• [Work instructions]: In the local news column below, what did Rich and Karla Reid deliberately leave after the redwood in their Sonoma Avenue yard was cut down?

His second greatest impression: the resilience of the stricken Filipinos. Though the challenges of reconstruction are huge, he found people hard at work rebuilding their simple homes and lives.

He often read and heard the exhortations "Bangon!" — Rise Up — and "Tindog!" — Stand Up.

"That's kind of what the people were doing. They were rallying. They were determined to carry on."

REDWOOD REBORN: It was sad for Slater Middle School kids and other passers-by to witness the felling of an ailing redwood tree in a yard on Sonoma Avenue.

But residents Rich and Karla Reid purposely left a stump taller than a man. Today, people passing by enjoy seeing a woodcarver's flair transform what's left of the tree into a piece of fanciful and forever art.

So far there are tower steps, a gnome and, on top, a floral flourish. Much of the rest of the tree will reappear in the yard as raised beds.

IT'S RED, IT FLIES and come Saturday morning (weather permitting) a REACH ambulance-helicopter will deliver the master elf to the Sonoma County Airport.

Santa Claus is set to touch down at about 10:30 and to listen to children's Christmas wishes at the Pacific Coast Air Museum until 4.

REACH and the Active 20-30 Club are working with the public, nonprofit PCAM to get Santa here safely and lawfully. Flying reindeer and an open-air sleigh don't cut it with the FAA.

• [Material]:
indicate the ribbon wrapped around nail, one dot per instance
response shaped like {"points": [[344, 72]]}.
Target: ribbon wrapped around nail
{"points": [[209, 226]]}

• [Solution for this task]: A stump taller than a man.